> **Short task**: Convert the stretch from the start of the items below through the line containing "(0, 0), (451, 145)" into a JSON list of strings, one string per line, with blank lines omitted and the pictures left out.
[Start Information shown]
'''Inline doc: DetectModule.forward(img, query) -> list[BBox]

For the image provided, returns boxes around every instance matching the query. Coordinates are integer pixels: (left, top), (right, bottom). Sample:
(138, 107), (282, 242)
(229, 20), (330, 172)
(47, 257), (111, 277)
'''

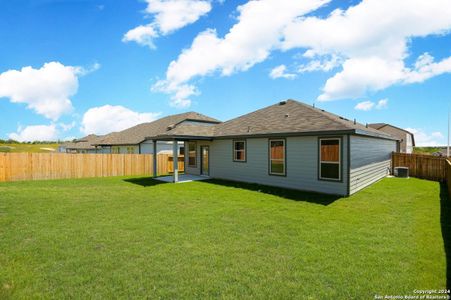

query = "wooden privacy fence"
(0, 153), (184, 182)
(392, 152), (447, 181)
(446, 159), (451, 199)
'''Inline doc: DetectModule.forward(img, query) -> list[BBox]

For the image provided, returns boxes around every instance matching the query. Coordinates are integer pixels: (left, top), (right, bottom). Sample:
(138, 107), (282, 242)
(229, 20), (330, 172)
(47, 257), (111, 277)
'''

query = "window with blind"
(269, 139), (286, 176)
(319, 138), (341, 180)
(188, 142), (196, 167)
(233, 141), (246, 162)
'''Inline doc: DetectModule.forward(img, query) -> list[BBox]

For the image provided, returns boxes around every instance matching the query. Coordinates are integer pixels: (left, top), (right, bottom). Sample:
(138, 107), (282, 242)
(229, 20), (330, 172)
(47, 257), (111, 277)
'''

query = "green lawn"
(0, 178), (451, 299)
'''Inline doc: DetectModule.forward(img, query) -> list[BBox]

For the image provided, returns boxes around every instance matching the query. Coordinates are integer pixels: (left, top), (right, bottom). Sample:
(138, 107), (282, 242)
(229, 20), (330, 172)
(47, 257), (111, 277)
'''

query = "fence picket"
(0, 153), (184, 182)
(392, 152), (446, 181)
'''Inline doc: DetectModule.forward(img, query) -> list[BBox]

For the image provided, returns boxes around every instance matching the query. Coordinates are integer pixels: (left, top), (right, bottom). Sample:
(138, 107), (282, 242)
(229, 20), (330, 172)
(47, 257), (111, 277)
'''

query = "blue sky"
(0, 0), (451, 145)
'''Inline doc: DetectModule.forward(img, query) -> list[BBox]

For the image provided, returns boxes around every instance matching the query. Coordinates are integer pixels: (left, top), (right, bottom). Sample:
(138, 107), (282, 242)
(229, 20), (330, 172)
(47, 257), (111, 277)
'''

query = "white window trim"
(233, 140), (247, 162)
(268, 139), (287, 176)
(318, 138), (341, 181)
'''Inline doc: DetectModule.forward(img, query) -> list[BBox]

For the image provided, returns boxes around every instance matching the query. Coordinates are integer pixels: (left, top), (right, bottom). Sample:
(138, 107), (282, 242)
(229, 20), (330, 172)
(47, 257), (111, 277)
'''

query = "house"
(94, 112), (220, 155)
(368, 123), (415, 153)
(432, 147), (448, 157)
(147, 100), (398, 195)
(58, 134), (103, 153)
(59, 112), (220, 155)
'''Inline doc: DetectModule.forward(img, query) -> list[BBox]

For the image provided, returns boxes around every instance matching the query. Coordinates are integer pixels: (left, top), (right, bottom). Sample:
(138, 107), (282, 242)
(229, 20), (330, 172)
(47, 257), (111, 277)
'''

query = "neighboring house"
(432, 147), (451, 157)
(58, 134), (103, 153)
(147, 100), (398, 195)
(368, 123), (415, 153)
(95, 112), (220, 155)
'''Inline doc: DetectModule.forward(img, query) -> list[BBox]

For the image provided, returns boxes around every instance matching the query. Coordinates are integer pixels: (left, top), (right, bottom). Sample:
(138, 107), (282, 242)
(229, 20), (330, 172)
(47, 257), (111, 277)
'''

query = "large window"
(269, 139), (286, 175)
(188, 142), (196, 167)
(233, 141), (246, 162)
(319, 138), (341, 180)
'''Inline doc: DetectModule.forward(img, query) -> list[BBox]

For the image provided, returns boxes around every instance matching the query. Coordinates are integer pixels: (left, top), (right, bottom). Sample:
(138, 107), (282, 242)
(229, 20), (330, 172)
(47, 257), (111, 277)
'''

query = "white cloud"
(154, 0), (328, 106)
(8, 124), (58, 142)
(269, 65), (296, 79)
(376, 98), (388, 109)
(58, 121), (76, 131)
(80, 105), (160, 134)
(283, 0), (451, 101)
(406, 128), (446, 147)
(0, 62), (95, 121)
(354, 99), (388, 111)
(404, 52), (451, 83)
(354, 101), (374, 111)
(298, 53), (342, 73)
(122, 25), (158, 49)
(155, 0), (451, 106)
(122, 0), (211, 48)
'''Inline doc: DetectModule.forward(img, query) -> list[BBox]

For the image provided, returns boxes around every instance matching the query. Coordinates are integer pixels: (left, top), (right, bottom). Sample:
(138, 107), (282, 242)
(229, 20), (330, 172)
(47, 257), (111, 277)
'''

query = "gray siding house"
(59, 112), (220, 155)
(95, 112), (220, 155)
(147, 100), (398, 195)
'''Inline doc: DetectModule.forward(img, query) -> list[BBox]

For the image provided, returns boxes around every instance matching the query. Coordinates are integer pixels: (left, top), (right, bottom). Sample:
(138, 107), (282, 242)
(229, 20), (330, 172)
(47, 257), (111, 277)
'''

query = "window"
(233, 141), (246, 162)
(269, 140), (286, 175)
(188, 142), (196, 167)
(111, 147), (121, 154)
(319, 138), (341, 180)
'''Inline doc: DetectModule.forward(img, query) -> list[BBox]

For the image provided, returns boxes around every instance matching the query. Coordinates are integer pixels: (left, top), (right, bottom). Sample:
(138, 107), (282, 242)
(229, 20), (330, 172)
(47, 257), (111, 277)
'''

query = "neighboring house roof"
(97, 112), (221, 145)
(368, 123), (415, 146)
(61, 134), (104, 150)
(148, 100), (396, 139)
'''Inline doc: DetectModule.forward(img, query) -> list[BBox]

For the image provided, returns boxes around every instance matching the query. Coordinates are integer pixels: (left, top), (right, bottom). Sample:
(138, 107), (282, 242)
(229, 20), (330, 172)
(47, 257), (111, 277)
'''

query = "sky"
(0, 0), (451, 146)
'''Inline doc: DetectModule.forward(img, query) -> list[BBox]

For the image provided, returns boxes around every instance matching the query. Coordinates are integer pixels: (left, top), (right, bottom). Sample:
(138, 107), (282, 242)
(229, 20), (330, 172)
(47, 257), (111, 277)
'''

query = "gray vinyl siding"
(186, 136), (348, 195)
(349, 135), (396, 194)
(185, 141), (216, 176)
(140, 140), (183, 154)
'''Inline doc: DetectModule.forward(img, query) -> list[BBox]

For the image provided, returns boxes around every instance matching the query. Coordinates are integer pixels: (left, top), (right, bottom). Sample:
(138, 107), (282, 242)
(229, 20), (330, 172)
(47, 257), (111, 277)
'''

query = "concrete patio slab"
(155, 175), (210, 183)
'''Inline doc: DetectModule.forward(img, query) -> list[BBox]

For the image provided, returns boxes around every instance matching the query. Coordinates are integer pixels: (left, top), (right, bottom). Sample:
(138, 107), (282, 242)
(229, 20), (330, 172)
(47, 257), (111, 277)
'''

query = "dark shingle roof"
(368, 123), (415, 146)
(214, 100), (393, 138)
(98, 112), (220, 145)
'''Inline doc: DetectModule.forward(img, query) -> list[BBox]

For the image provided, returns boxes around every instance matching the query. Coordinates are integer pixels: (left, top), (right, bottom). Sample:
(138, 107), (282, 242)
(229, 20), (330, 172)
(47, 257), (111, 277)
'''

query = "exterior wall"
(405, 134), (413, 154)
(185, 141), (213, 176)
(110, 145), (139, 154)
(349, 135), (396, 194)
(141, 140), (184, 154)
(185, 136), (348, 195)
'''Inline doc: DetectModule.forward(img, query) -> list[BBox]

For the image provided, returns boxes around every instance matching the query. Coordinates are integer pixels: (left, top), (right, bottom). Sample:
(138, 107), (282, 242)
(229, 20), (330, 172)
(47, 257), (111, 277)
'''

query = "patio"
(154, 174), (210, 183)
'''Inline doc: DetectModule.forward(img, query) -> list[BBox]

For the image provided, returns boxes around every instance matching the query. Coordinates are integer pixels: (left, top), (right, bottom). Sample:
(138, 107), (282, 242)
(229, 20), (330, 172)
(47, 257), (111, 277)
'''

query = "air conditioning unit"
(394, 167), (409, 178)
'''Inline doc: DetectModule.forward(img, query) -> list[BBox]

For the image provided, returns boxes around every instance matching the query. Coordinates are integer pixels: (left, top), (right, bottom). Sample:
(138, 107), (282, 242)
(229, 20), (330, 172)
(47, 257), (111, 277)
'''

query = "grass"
(0, 143), (58, 153)
(0, 178), (451, 299)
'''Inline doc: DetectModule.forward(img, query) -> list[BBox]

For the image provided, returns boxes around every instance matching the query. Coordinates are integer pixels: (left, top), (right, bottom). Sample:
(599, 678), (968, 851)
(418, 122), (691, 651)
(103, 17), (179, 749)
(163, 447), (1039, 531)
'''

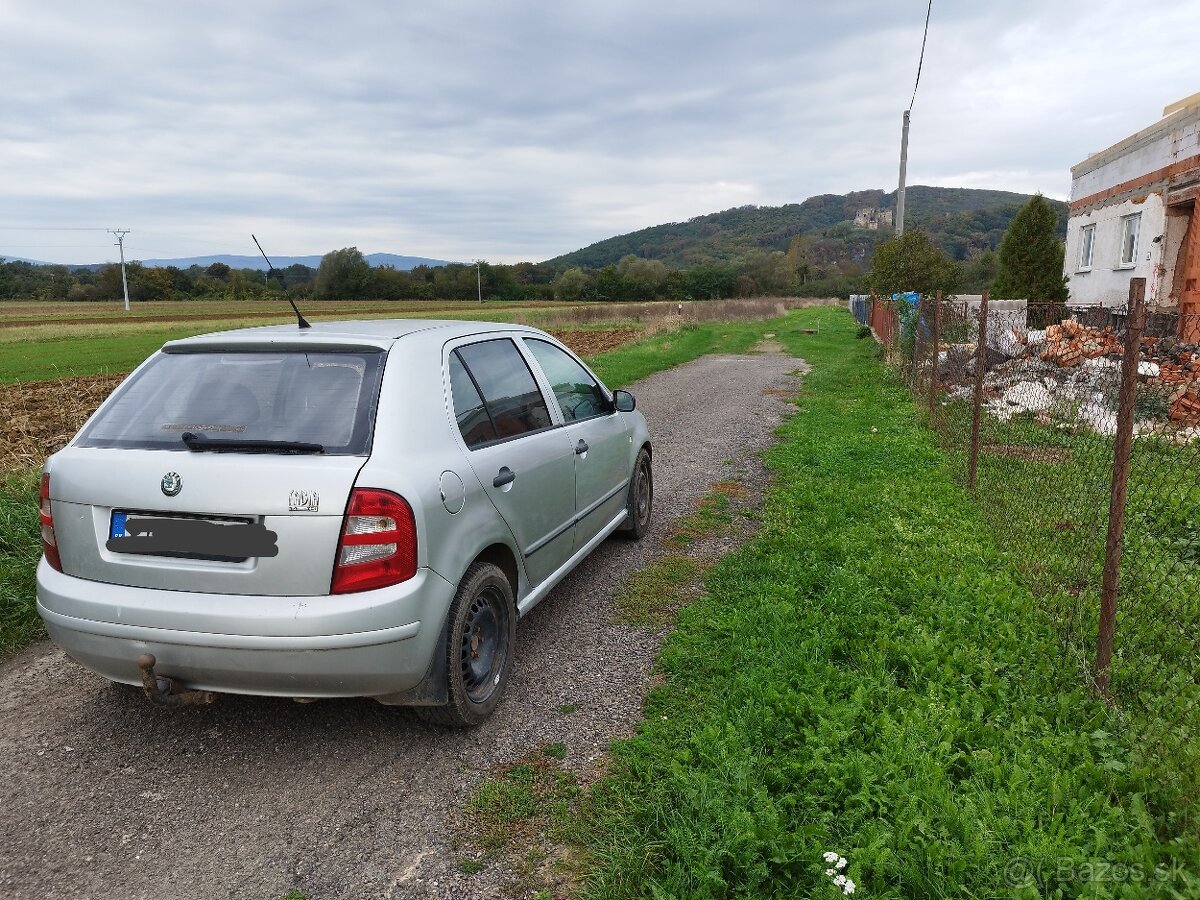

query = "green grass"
(0, 473), (42, 659)
(458, 744), (583, 896)
(573, 311), (1200, 898)
(613, 553), (708, 629)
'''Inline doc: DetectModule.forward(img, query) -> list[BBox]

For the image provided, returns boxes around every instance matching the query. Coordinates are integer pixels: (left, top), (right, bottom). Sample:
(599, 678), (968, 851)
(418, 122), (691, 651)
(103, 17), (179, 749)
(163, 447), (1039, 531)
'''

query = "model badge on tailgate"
(288, 491), (320, 512)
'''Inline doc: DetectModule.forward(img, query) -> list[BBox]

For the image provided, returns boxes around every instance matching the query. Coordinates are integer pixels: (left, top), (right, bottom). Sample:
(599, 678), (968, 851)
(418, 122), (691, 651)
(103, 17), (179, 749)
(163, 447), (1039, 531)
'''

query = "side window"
(450, 338), (550, 445)
(450, 353), (496, 446)
(526, 337), (612, 422)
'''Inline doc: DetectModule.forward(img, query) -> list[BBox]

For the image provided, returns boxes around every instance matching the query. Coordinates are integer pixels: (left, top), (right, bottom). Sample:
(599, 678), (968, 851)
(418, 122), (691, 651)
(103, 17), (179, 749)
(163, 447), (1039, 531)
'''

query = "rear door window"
(78, 350), (385, 456)
(524, 337), (612, 422)
(450, 337), (551, 446)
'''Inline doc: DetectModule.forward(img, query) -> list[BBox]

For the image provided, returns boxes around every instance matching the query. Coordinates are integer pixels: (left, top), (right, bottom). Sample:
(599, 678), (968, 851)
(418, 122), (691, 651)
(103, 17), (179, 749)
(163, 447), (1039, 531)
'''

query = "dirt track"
(0, 354), (800, 900)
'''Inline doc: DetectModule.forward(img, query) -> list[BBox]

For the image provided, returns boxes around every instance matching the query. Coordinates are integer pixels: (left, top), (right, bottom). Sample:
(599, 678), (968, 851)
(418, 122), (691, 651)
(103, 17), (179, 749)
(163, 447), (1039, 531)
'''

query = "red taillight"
(37, 473), (62, 571)
(330, 487), (416, 594)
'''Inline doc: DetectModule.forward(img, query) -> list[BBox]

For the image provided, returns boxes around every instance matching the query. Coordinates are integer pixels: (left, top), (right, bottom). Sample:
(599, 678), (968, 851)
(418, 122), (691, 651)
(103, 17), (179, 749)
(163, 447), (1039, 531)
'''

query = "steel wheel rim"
(458, 588), (508, 703)
(637, 463), (650, 524)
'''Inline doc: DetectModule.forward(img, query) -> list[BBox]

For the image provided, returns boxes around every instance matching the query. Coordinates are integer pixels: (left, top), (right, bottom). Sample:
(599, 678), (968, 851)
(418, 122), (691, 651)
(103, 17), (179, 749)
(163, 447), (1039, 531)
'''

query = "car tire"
(418, 563), (517, 728)
(620, 446), (654, 540)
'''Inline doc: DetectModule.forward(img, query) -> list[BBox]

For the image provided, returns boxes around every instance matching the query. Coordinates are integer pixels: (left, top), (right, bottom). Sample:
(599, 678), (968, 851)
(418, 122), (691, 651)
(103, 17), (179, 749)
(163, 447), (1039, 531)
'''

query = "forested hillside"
(546, 185), (1067, 270)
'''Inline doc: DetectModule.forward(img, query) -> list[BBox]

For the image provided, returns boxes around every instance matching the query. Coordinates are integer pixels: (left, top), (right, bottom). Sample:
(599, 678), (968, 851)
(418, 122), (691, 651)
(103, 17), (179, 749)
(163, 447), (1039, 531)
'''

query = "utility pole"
(896, 109), (910, 236)
(108, 228), (130, 312)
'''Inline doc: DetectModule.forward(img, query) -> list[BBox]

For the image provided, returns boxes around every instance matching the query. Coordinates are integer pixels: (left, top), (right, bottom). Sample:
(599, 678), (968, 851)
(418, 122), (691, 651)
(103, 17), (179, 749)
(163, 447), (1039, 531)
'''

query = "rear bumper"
(37, 560), (454, 697)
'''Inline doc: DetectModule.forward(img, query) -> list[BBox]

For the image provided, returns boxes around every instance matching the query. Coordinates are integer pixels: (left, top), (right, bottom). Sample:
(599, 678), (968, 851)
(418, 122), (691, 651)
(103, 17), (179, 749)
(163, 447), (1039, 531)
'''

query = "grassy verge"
(0, 473), (42, 659)
(576, 312), (1200, 898)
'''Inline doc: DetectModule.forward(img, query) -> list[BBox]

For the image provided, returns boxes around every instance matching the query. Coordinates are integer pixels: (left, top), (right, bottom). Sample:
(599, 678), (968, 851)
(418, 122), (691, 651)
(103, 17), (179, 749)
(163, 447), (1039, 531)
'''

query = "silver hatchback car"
(37, 319), (654, 725)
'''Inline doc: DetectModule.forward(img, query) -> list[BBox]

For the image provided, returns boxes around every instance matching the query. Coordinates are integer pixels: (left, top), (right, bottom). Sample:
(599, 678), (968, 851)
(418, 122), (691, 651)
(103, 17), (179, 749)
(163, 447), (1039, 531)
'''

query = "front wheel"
(620, 446), (654, 540)
(419, 563), (517, 727)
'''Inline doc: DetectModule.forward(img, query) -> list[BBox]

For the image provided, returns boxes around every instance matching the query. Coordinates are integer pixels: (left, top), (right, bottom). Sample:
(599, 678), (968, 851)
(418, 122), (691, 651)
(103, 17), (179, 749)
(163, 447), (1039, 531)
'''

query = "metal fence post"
(929, 290), (942, 425)
(967, 290), (988, 491)
(1096, 278), (1146, 697)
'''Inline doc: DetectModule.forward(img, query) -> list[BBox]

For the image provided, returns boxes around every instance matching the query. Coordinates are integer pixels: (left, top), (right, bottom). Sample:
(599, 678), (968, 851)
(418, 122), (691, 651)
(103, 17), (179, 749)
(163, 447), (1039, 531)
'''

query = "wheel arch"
(464, 544), (521, 605)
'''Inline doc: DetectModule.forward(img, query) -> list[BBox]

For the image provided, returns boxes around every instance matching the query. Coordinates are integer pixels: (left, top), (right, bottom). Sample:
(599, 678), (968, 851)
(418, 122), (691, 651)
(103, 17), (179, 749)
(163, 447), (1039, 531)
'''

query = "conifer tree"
(991, 194), (1067, 304)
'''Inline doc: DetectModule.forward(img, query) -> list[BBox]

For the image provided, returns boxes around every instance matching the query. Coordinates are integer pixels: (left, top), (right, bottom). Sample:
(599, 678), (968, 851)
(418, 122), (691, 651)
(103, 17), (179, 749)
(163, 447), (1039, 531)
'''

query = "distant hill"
(546, 185), (1067, 269)
(138, 253), (448, 271)
(0, 253), (448, 271)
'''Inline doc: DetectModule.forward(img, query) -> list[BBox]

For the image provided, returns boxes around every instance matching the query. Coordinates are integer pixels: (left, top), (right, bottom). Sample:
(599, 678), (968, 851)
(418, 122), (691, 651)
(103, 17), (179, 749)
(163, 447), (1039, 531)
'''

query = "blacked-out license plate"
(104, 510), (280, 560)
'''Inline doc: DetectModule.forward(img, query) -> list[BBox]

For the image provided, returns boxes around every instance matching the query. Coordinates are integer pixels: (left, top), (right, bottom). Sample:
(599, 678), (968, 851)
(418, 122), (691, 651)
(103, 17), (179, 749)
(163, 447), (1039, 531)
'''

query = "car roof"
(163, 319), (544, 352)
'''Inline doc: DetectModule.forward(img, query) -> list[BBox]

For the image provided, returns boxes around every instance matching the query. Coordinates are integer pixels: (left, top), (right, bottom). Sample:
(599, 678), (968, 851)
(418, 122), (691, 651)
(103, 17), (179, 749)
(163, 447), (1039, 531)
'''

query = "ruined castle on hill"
(854, 206), (892, 232)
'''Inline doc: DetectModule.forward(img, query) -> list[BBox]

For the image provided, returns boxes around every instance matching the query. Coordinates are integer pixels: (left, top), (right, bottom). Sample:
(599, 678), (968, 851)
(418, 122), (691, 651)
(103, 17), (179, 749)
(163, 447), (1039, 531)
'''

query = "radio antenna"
(250, 235), (312, 328)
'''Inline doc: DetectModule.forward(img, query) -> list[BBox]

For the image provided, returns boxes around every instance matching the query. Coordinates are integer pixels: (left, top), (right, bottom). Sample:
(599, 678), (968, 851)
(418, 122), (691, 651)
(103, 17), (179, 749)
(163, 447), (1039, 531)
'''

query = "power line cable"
[End Information shown]
> **Solution for this problem**:
[
  "'''Inline doc: DetectModule.forward(img, query) -> list[BBox]",
  "For the image provided, returns boxes around every instance matching the query. Coordinates are integer pixels: (left, top), (right, bottom). Sample:",
  "(138, 107), (282, 242)",
  "(229, 20), (330, 172)",
  "(47, 257), (111, 277)",
  "'''",
  "query = \"wooden privacy fence\"",
  "(0, 153), (184, 182)",
  "(392, 152), (447, 181)",
  "(446, 159), (451, 199)",
  "'''Inline doc: DetectModule.forward(img, query) -> list[BBox]",
  "For the image provided, returns boxes around every instance matching the query. Coordinates are integer pixels: (left, top), (right, bottom). Sample:",
  "(138, 107), (282, 242)",
  "(229, 20), (330, 172)",
  "(47, 257), (111, 277)",
  "'''",
  "query = \"window with blind\"",
  "(269, 139), (286, 176)",
  "(319, 138), (341, 180)",
  "(188, 142), (196, 167)",
  "(233, 141), (246, 162)",
  "'''Inline doc: DetectModule.forward(img, query) -> list[BBox]",
  "For the image provided, returns boxes around every instance matching the query. Coordinates are integer pixels: (left, top), (right, bottom). Sample:",
  "(138, 107), (282, 242)",
  "(229, 20), (330, 172)",
  "(47, 257), (111, 277)",
  "'''",
  "query = \"green lawn\"",
  "(0, 178), (451, 299)",
  "'''Inline doc: DetectModule.forward(img, query) -> list[BBox]",
  "For the image provided, returns boxes around every instance matching the query. Coordinates are integer pixels: (left, top), (right, bottom). Sample:",
  "(138, 107), (282, 242)",
  "(229, 20), (330, 172)",
  "(47, 257), (111, 277)",
  "'''",
  "query = \"fence picket\"",
  "(0, 153), (184, 182)",
  "(392, 152), (446, 181)",
  "'''Inline doc: DetectModule.forward(img, query) -> list[BBox]",
  "For the image provided, returns boxes around every instance matching the query. Coordinates are integer pixels: (left, top), (right, bottom). Sample:",
  "(138, 107), (282, 242)",
  "(229, 20), (330, 172)",
  "(47, 257), (111, 277)",
  "'''",
  "query = \"blue sky\"",
  "(0, 0), (451, 145)"
]